→ **THE PROBLEM**: Change "Report" to "Answer" in the rows from the line containing "Target: cup base" through the last row, and write out only those rows again with nothing else altered.
Start DATASET ROWS
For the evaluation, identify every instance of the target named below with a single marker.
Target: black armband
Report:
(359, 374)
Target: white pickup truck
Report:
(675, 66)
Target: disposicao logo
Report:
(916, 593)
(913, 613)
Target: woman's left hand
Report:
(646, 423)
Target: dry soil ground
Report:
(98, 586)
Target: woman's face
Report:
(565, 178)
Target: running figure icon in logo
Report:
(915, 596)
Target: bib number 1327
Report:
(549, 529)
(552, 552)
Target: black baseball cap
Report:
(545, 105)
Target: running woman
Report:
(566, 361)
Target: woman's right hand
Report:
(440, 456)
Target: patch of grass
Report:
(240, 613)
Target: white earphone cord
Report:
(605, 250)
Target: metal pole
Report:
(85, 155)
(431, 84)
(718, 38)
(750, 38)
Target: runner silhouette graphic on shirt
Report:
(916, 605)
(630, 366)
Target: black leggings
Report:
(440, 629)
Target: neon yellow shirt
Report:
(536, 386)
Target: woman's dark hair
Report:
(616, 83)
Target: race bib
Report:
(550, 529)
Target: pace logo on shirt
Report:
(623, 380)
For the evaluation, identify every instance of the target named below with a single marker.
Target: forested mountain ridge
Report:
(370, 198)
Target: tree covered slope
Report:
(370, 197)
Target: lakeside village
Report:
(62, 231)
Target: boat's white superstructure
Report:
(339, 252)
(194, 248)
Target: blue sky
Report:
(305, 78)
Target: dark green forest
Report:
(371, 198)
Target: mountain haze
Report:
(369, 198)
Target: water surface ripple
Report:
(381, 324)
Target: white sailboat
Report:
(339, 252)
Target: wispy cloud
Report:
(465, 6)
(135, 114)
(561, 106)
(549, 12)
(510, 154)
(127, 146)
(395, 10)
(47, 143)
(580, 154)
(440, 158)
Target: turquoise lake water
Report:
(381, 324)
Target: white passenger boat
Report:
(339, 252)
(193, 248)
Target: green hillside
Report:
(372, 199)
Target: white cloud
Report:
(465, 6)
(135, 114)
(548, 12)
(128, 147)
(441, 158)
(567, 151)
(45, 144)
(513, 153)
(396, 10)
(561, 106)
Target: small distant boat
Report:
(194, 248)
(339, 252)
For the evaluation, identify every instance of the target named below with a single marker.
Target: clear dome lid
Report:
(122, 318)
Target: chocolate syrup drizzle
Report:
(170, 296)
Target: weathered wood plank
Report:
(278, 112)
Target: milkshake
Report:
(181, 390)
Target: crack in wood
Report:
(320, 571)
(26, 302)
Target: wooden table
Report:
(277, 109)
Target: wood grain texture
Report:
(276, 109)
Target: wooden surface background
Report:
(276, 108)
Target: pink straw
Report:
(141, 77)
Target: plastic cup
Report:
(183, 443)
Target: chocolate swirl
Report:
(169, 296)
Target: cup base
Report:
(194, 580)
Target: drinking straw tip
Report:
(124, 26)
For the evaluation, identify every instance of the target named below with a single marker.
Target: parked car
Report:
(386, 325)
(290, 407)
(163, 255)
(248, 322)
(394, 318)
End DATASET ROWS
→ **ANSWER FOR THIS EXERCISE**:
Target: cup base
Answer:
(194, 580)
Target: drinking straw tip
Answer:
(124, 26)
For the evaluation, identify every instance of the target named below with a single marker.
Target: parked car
Answer:
(386, 325)
(290, 407)
(163, 255)
(248, 322)
(394, 318)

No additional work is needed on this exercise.